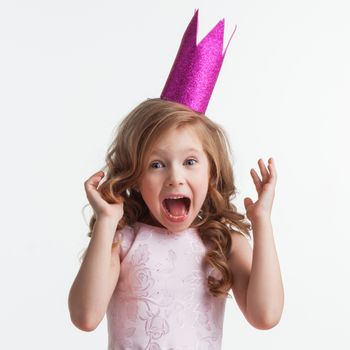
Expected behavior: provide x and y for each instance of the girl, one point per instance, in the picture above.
(167, 244)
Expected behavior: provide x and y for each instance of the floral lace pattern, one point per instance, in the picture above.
(161, 301)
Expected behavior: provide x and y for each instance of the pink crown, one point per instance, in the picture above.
(196, 67)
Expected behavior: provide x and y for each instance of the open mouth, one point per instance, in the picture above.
(177, 208)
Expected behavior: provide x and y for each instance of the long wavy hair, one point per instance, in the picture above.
(126, 158)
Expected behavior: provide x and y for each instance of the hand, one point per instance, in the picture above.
(266, 191)
(101, 207)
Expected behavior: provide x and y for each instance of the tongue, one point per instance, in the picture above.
(176, 207)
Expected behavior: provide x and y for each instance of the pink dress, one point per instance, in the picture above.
(161, 301)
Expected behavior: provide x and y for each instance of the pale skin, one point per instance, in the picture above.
(257, 286)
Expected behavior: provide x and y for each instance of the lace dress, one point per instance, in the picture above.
(161, 301)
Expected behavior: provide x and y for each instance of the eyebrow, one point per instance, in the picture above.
(161, 151)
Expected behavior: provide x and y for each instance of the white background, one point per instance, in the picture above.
(71, 70)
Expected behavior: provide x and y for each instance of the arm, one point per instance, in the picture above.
(257, 282)
(265, 296)
(98, 275)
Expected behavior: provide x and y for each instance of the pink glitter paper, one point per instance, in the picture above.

# [Task details]
Reproduce unchanged the lines of the listing above, starting at the line that contains "the arm, one" and continuing through the last line of the listing.

# [Response to this exercise]
Expected behavior: provide x and y for each instance of the arm, one point per instance, in the picture above.
(257, 282)
(265, 296)
(98, 275)
Expected behavior: provide x and y for each instance of the pink glitter paper, one point per instance, in the picture above.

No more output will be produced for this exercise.